+++ EXTRACTED ENTRIES +++
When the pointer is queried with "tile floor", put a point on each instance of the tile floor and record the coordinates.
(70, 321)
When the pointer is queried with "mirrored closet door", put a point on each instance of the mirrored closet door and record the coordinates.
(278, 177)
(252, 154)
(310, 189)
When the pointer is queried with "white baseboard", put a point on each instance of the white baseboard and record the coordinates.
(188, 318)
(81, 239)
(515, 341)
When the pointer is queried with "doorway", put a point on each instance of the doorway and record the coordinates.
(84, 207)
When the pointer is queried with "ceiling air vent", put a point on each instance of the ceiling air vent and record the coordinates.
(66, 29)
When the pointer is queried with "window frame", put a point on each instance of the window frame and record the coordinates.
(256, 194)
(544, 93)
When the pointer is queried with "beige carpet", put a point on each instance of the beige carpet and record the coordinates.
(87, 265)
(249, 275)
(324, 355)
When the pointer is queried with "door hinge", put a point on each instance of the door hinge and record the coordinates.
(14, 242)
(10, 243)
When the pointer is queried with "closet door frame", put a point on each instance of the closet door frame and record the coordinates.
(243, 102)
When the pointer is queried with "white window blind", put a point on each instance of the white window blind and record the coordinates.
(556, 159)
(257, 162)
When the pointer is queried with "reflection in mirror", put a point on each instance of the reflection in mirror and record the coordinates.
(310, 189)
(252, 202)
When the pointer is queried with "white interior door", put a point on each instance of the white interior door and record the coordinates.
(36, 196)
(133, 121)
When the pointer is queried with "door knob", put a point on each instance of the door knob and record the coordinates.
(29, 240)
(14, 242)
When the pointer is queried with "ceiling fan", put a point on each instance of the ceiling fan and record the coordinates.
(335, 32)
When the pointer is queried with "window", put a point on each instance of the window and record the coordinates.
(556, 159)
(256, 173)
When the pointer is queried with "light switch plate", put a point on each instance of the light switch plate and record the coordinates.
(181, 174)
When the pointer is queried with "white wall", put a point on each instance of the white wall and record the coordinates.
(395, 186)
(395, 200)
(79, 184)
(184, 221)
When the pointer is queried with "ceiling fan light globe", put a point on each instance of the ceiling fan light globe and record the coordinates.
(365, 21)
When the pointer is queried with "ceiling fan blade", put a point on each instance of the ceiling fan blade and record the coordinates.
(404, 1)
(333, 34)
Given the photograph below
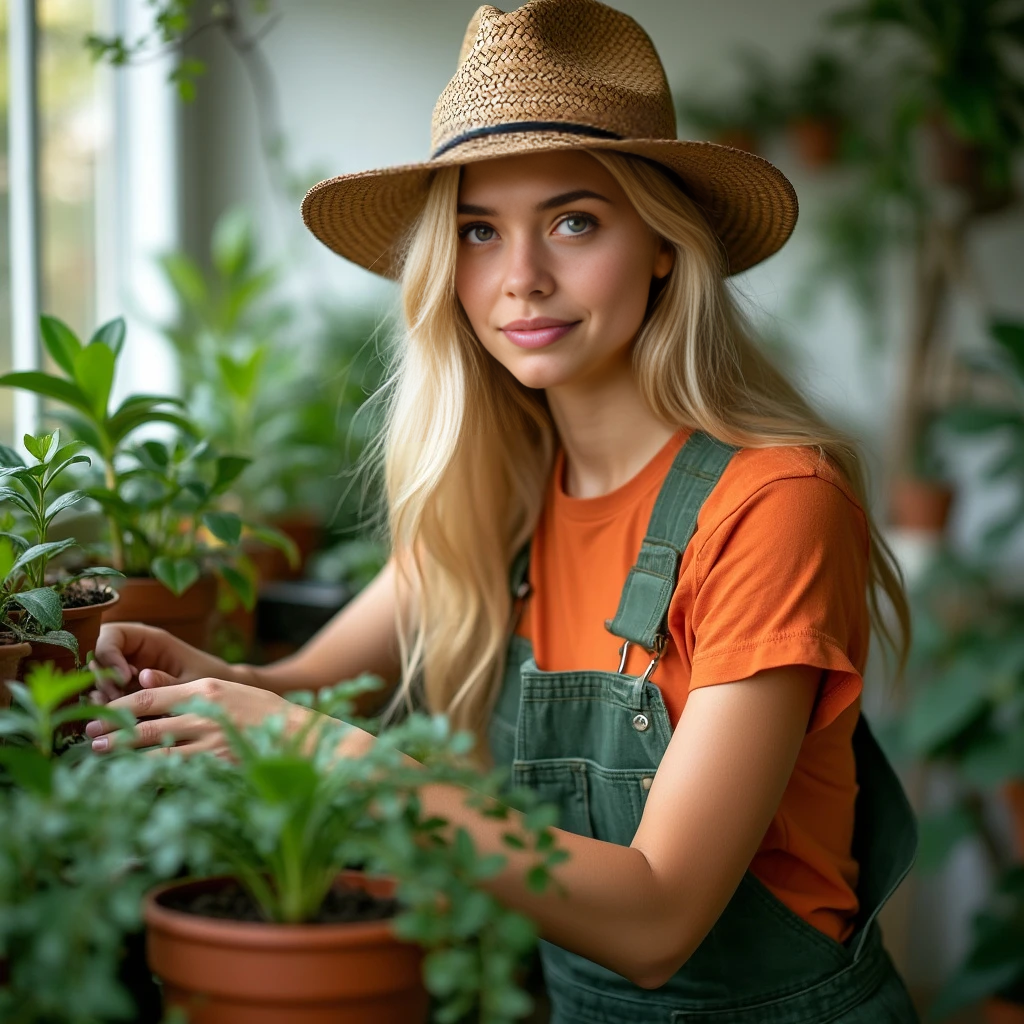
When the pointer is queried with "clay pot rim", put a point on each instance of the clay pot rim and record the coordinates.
(83, 610)
(261, 935)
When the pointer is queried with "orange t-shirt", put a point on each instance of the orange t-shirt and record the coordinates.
(774, 574)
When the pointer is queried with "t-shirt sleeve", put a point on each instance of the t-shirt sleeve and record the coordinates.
(782, 582)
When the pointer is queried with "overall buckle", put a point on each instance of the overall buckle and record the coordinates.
(660, 640)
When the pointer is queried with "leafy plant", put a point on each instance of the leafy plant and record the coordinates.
(288, 815)
(27, 487)
(155, 496)
(81, 840)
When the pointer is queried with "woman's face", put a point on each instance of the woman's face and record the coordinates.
(554, 266)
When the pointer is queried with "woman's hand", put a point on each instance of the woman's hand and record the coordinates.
(192, 733)
(145, 655)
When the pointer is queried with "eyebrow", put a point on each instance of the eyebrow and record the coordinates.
(548, 204)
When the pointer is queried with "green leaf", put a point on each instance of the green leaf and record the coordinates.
(64, 502)
(60, 342)
(944, 707)
(10, 495)
(241, 585)
(9, 459)
(48, 387)
(37, 446)
(43, 604)
(112, 334)
(29, 767)
(48, 686)
(124, 423)
(275, 539)
(995, 761)
(94, 374)
(7, 557)
(177, 574)
(186, 280)
(980, 419)
(938, 835)
(1010, 336)
(60, 638)
(48, 550)
(231, 244)
(226, 526)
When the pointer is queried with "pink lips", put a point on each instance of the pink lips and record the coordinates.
(538, 332)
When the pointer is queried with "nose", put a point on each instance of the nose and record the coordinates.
(526, 273)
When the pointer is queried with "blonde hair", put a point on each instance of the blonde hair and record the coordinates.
(468, 450)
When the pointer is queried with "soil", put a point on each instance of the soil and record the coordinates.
(231, 902)
(82, 594)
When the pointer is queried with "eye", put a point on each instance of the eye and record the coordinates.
(577, 223)
(477, 232)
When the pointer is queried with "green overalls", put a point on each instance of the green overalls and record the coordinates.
(591, 742)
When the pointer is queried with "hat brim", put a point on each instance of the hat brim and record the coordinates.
(748, 201)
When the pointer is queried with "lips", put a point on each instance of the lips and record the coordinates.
(538, 332)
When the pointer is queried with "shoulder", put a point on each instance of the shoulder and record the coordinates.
(780, 492)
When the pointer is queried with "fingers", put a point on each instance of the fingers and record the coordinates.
(155, 732)
(154, 701)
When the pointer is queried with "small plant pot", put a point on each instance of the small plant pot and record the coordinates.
(816, 140)
(920, 505)
(10, 659)
(305, 529)
(188, 616)
(738, 138)
(84, 623)
(228, 972)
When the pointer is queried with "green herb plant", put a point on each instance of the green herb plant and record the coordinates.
(27, 487)
(156, 497)
(82, 838)
(967, 674)
(288, 815)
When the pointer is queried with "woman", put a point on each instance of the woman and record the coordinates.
(676, 657)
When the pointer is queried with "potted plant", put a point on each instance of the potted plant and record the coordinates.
(81, 840)
(745, 119)
(272, 833)
(72, 603)
(967, 674)
(157, 498)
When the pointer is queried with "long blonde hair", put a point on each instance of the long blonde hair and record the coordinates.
(467, 450)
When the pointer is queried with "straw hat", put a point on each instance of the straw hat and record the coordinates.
(556, 75)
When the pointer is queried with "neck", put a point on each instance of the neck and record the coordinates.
(607, 432)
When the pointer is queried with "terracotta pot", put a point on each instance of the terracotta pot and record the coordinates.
(1001, 1012)
(84, 623)
(919, 504)
(305, 529)
(816, 140)
(187, 616)
(10, 658)
(1013, 794)
(226, 972)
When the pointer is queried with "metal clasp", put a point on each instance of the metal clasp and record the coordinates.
(658, 649)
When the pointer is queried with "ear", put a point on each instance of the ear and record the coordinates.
(665, 260)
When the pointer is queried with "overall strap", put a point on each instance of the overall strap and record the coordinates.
(643, 607)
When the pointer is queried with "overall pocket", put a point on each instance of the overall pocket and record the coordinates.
(561, 781)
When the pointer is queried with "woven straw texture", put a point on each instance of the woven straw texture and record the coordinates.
+++
Only the text of the entries above is to be given again, exactly, with the pictures left out.

## ANSWER BOX:
When the pointer is queried with "tile floor", put a point on each instance of the tile floor and record the coordinates.
(70, 321)
When the pointer is queried with "mirrored closet door", put a point on each instance of the mirrored closet door and record the coordinates.
(278, 177)
(252, 154)
(310, 189)
When the pointer is queried with "white baseboard", put a point on each instance of the white baseboard and record the coordinates.
(188, 318)
(81, 239)
(515, 341)
When the pointer is queried with "doorway", put a point on each instance of the doorway and record the coordinates.
(84, 207)
When the pointer is queried with "ceiling air vent", put a point on each instance of the ceiling air vent and record the coordinates.
(66, 29)
When the pointer is queried with "window frame", put a point on each instance of the window frame and record the coordinates.
(256, 194)
(544, 93)
When the pointer is queried with "beige carpet", put a point on each instance of the beige carpet and record the coordinates.
(87, 265)
(249, 275)
(324, 355)
When the pointer is queried with "door hinge", put a point on each instance of the door hinge and record the coordinates.
(14, 242)
(10, 243)
When the pointer is queried with "closet door frame", put a point on each instance of the closet door frame and record the coordinates.
(243, 102)
When the pointer is queried with "white window blind", put a point on each instance of the white window blind and record the coordinates.
(556, 159)
(257, 162)
When the pointer is queried with "reflection in mirror", put a point on each instance of the reflection in mirror and record the coordinates.
(310, 189)
(252, 202)
When the pointer is queried with "white interior door", put a point on each instance of the white interior door and record the coordinates.
(36, 196)
(133, 121)
When the pointer is queried with "door knob", put a point on each instance of the door knob and record the coordinates.
(29, 240)
(14, 242)
When the pointer is queried with "ceiling fan", put a point on each instance of the ceiling fan and record the coordinates.
(335, 32)
When the pointer is queried with "window", put a point on each instance of the window and record the coordinates.
(556, 159)
(256, 173)
When the pointer is queried with "light switch plate", put a point on each instance of the light switch plate and record the coordinates.
(181, 174)
When the pointer is queried with "white wall", put a point on each instance of the white wall and record the coordinates.
(395, 186)
(395, 200)
(79, 184)
(184, 221)
When the pointer is queried with "ceiling fan light globe", put a point on each instance of the ceiling fan light globe and record the coordinates.
(365, 21)
When the pointer is queried with "ceiling fan blade", put a point on each instance of the ceiling fan blade and record the coordinates.
(404, 1)
(333, 34)
Given the photograph below
When the pointer is queried with "clay pot rim", put a point on each instance of the clay pot rim and record the coordinates.
(83, 610)
(261, 935)
When the pointer is queried with "orange t-shirt", put a point on each instance of the orange t-shirt and record the coordinates.
(774, 574)
When the pointer is queried with "t-shirt sleeve", put a point on each instance of the t-shirt sleeve and record the coordinates.
(782, 582)
When the pointer is queried with "overall buckle", put a point on each instance of the overall buckle and record the coordinates.
(660, 640)
When the pointer is queried with "leafy plant", put a point on each instance of the leafy plant and record the coordinates.
(288, 815)
(27, 487)
(155, 496)
(81, 840)
When the pointer is queried with "woman's face", put a point on each instance of the woman's face and record the coordinates.
(554, 266)
When the pointer is queried with "woman's hand", put a point on each instance of the woman's hand and record the coordinates.
(192, 733)
(145, 655)
When the pointer is queried with "eyebrow", put a point on each instance of the eyebrow and record the coordinates.
(548, 204)
When the pointer is queried with "green leaf", put a point on each instance of the green leaf and record the coordinates.
(64, 502)
(60, 342)
(944, 707)
(10, 495)
(241, 585)
(9, 459)
(48, 387)
(37, 446)
(43, 604)
(112, 334)
(29, 767)
(48, 686)
(124, 423)
(275, 539)
(995, 761)
(94, 374)
(7, 557)
(177, 574)
(186, 280)
(980, 419)
(938, 835)
(1010, 336)
(60, 638)
(48, 550)
(231, 244)
(226, 526)
When the pointer is queried with "pink lips", put a point on each instance of the pink lips and record the coordinates.
(538, 332)
When the pointer is queried with "nose", put a point on each instance of the nose and record the coordinates.
(526, 273)
When the pointer is queried with "blonde hair", put a point on each instance of the blonde hair and record the coordinates.
(468, 450)
When the pointer is queried with "soil", put a point on each instance of the soil and record the coordinates.
(231, 902)
(82, 594)
When the pointer is queried with "eye", put a point on each instance of the eye and record the coordinates.
(577, 223)
(477, 232)
When the pointer is queried with "green overalls", put a point on each instance of the green overalls and record the coordinates.
(591, 742)
When the pointer is queried with "hat brim", put a point on each instance of the hat brim and record the coordinates.
(748, 201)
When the pointer is queried with "lips", put a point on each instance of the lips and record the coordinates.
(538, 332)
When the pointer is queried with "shoulder", put a point on each instance of the shoulder and record the coordinates.
(780, 492)
When the pointer is queried with "fingers", put a point on each instance of the fingers and record the coordinates.
(155, 732)
(154, 701)
When the pointer is queried with "small plant pot", put a point on each instance of the small plant pot and record the coordinates.
(816, 140)
(920, 505)
(10, 659)
(305, 529)
(188, 616)
(738, 138)
(84, 623)
(228, 972)
When the pointer is queried with "green herb plant", put a point on each instance of the green herb plant and record the coordinates.
(27, 487)
(156, 497)
(82, 838)
(967, 674)
(288, 815)
When the pointer is queried with "woman", put a point on each instance of the woman and record the coordinates.
(676, 657)
When the pointer is queried with "potted plant", put a point on each instance of the potted plant and record the coordinates.
(81, 840)
(745, 119)
(272, 833)
(72, 603)
(967, 674)
(157, 498)
When the pointer is queried with "long blonde hair", put a point on each instance of the long blonde hair and record the coordinates.
(467, 450)
When the pointer is queried with "straw hat", put a point on each instance of the straw hat and record the coordinates.
(556, 75)
When the pointer is queried with "neck", put a point on each instance of the neck and record the coordinates.
(607, 432)
When the pointer is queried with "terracotta pot", put a point on each instance of the terracotta pot and record the coordinates.
(1001, 1012)
(84, 623)
(919, 504)
(305, 529)
(816, 140)
(187, 616)
(10, 658)
(1013, 794)
(226, 972)
When the pointer is queried with "metal clasp", put a point on each instance of the metal clasp and record the coordinates.
(658, 649)
When the pointer is queried with "ear", put a point on each instance of the ear and record the coordinates.
(665, 260)
When the pointer is queried with "overall strap", put a point on each instance of the overall strap and record the coordinates.
(643, 607)
When the pointer is queried with "overall pocket", put a point on each instance of the overall pocket and record the coordinates.
(561, 781)
When the pointer is queried with "woven straw texture", put a point on each instance of the woven straw texture and record the coordinates.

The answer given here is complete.